→ WORK REQUIRED
Write out all of the records below word for word, leaving out the pictures.

═════ RECORDS FOR THE EXERCISE ═════

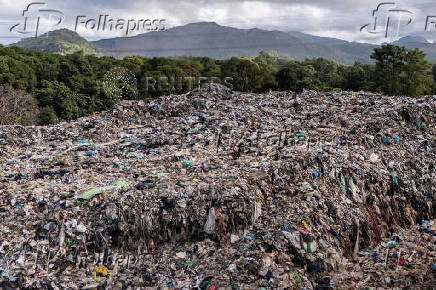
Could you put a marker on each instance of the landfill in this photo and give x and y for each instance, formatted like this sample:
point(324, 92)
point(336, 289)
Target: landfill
point(216, 189)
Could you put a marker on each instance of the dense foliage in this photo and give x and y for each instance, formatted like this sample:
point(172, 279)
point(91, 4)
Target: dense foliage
point(68, 87)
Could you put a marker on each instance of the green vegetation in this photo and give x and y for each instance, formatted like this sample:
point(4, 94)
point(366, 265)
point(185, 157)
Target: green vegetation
point(62, 41)
point(66, 87)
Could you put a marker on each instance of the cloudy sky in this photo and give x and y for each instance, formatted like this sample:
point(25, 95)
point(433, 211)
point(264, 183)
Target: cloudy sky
point(333, 18)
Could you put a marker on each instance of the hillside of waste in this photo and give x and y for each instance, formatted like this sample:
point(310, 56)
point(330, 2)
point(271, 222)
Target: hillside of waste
point(216, 189)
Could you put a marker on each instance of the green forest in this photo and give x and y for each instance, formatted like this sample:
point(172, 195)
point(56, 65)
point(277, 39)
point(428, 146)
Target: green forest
point(44, 88)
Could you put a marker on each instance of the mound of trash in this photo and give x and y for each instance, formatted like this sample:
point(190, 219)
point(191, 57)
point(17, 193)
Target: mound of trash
point(216, 189)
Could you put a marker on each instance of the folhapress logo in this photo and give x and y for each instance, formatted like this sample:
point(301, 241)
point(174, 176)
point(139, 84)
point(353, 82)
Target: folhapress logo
point(38, 19)
point(37, 16)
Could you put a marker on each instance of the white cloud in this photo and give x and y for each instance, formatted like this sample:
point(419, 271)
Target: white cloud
point(333, 18)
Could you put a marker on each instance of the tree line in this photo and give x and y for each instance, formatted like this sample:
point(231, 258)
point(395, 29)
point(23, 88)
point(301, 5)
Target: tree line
point(44, 88)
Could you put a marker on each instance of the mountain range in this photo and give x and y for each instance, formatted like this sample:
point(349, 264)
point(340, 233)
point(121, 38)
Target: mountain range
point(210, 39)
point(62, 41)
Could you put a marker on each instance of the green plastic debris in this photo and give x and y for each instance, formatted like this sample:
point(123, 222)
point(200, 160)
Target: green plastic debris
point(300, 136)
point(297, 277)
point(187, 163)
point(99, 190)
point(394, 178)
point(340, 185)
point(188, 263)
point(85, 142)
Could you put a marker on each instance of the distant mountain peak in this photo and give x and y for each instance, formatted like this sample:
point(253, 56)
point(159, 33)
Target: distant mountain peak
point(61, 41)
point(412, 39)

═════

→ RESULT OF THIS TASK
Could you put a marker on each instance of the landfill in this photo and give x and y for each instance, formatted like this sample:
point(324, 92)
point(336, 289)
Target: landfill
point(216, 189)
Could you put a marker on each instance of the dense foliage in this photo and give x and y for each instance, formatted like this sample:
point(172, 279)
point(91, 4)
Target: dense foliage
point(68, 87)
Could you put a marker on each instance of the green vegetation in this photo and give x and y for each instance, formatted like this sample:
point(4, 94)
point(366, 265)
point(185, 157)
Target: green vegetation
point(62, 41)
point(66, 87)
Could you put a marker on each instance of the cloudy sky in this photo and give x and y for each instance, formatted like this sample:
point(25, 95)
point(433, 211)
point(264, 183)
Target: cloudy sky
point(333, 18)
Could you put a marker on each instance of the hillside of waste in this photo and give x and y for each instance, formatted like this sample:
point(310, 56)
point(330, 2)
point(271, 222)
Target: hillside of waste
point(216, 189)
Could you put a marker on each instance of the green forest in this photo and give x and y for each instance, formatted like this sample:
point(172, 195)
point(56, 65)
point(277, 39)
point(428, 146)
Target: green forest
point(44, 88)
Could you put a marker on each instance of the mound of trash in this photo and give x and y for each instance, formatted like this sample:
point(190, 219)
point(191, 57)
point(17, 193)
Target: mound of trash
point(216, 189)
Could you put a marker on each instance of the folhapress logo in this photo and give x and y for each instance, formatted like this sample:
point(301, 241)
point(174, 176)
point(139, 84)
point(353, 82)
Target: folhapress logo
point(38, 19)
point(37, 16)
Could you put a marker on each instance of the white cloud in this photo and give x and y for each instance, formatted like this sample:
point(419, 271)
Target: white cloud
point(333, 18)
Could you put a marker on each instance of the tree line in this photo and give x and y for each instance, formatted like this sample:
point(231, 258)
point(395, 29)
point(23, 88)
point(301, 5)
Target: tree line
point(44, 88)
Could you put a marker on each instance of the mountain range in this photo and give x and y for each instance, formatted like this sample:
point(349, 264)
point(340, 233)
point(121, 38)
Target: mountain range
point(210, 39)
point(62, 41)
Could you put a marker on each instance of the green plastic debris in this photo and give x and y for each instance, formatted like this sample:
point(123, 222)
point(200, 160)
Target: green plastic debris
point(300, 136)
point(297, 277)
point(187, 163)
point(99, 190)
point(394, 178)
point(340, 185)
point(188, 263)
point(85, 142)
Could you put a marker on each instance of the distant mountain peak in this photo and give x and y for each instance, formatted like this sample:
point(253, 56)
point(159, 33)
Target: distant mountain peak
point(61, 41)
point(412, 39)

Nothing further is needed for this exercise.